__Text passage__.
************

Exidia truncata is a species of fungus in the family Auriculariaceae. The gelatinous basidiocarp (fruit bodies) are black and turbinate (top-shaped). It is a common wood-rotting fungus in Europe, typically (possibly always) growing on dead attached branches of oak. The species has recently been distinguished from the very similar Exidia glandulosa.

== Taxonomy ==
The species was originally described in 1822 by the Swedish mycologist Elias Magnus Fries. The name was used by Neuhoff for fungi forming turbinate fruit bodies on oak, as distinct from similar, coalescing fungi on other broadleaf trees that Neuhoff called Exidia glandulosa. A revision by Donk re-interpreted Exidia glandulosa as a turbinate species and placed E. truncata in synonymy, renaming E. glandulosa sensu Neuhoff as Exidia plana (later E. nigricans, now Exidia pithya).

************

__Records provided__.
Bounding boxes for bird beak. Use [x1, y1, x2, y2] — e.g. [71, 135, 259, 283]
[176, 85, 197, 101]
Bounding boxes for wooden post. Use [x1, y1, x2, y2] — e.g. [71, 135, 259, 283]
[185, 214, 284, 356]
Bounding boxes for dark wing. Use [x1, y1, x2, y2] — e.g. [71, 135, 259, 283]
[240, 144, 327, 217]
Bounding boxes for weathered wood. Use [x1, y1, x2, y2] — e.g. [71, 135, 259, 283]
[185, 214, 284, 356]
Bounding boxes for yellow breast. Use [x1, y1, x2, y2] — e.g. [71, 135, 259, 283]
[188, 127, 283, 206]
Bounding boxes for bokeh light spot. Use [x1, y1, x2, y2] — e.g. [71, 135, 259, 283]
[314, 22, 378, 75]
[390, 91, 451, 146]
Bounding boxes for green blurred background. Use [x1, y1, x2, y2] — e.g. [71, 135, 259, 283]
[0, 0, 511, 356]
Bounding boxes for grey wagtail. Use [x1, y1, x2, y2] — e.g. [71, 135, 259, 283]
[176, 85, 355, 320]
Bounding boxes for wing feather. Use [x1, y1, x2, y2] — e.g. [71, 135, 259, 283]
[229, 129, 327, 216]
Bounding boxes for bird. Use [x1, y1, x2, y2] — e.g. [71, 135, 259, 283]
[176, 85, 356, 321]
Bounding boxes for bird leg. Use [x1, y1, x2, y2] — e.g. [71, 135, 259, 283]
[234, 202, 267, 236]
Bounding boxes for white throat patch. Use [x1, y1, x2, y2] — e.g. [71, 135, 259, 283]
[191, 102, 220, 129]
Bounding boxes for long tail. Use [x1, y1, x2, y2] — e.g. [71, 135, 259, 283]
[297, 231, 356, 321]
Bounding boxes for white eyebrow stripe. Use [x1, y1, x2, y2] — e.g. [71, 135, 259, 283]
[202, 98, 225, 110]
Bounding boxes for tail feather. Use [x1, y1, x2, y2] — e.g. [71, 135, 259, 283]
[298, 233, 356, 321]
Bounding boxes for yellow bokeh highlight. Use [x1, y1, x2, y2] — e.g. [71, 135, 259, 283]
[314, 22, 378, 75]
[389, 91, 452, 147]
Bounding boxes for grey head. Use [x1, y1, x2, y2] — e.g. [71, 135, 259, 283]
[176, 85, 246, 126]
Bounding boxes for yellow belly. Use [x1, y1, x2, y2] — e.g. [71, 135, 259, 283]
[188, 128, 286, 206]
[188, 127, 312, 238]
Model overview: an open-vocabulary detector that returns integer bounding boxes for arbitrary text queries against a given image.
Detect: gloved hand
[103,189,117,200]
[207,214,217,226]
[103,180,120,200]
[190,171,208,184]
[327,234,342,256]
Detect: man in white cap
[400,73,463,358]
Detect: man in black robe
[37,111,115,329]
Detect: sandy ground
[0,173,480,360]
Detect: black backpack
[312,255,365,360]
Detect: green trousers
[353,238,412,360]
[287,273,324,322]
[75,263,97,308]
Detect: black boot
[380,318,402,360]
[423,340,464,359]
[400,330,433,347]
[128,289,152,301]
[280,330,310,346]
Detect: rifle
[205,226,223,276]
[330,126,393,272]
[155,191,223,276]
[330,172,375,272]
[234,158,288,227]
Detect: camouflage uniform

************

__Goal of the exercise__.
Continue the Exidia truncata text from the point where it stops.

__Answer below__.
Recent molecular research, based on cladistic analysis of DNA sequences, has shown that two turbinate species occur on oak in Europe: Exidia glandulosa, with a hirsute undersurface; and E. truncata, with a punctate undersurface.

== Description ==
Exidia truncata forms dark sepia to blackish, rubbery-gelatinous fruit bodies that are button-shaped at first, becoming turbinate and up to 5cm across. The fruitbodies occur singly or in groups, but do not coalesce. The upper, spore-bearing surface becomes irregularly folded, shiny, and dotted with small spines or pegs. The undersurface is rough, punctate or pimply.

=== Microscopic characters ===
The microscopic characters are typical of the genus Exidia. The basidia are ellipsoid, septate, 15–22 × 5–10.5 μm. The spores are cylindrical, allantoid (sausage-shaped), 14–20 × 4.5–6 μm.

=== Similar species ===
Exidia glandulosa is very similar, but has a distinctly hirsute or spiny undersurface and (microscopically) slightly shorter spores. Exidia pithya is also similar, but produces button-shaped fruit bodies that quickly coalesce, forming an effused, lobed mass that can be up to 30cm across.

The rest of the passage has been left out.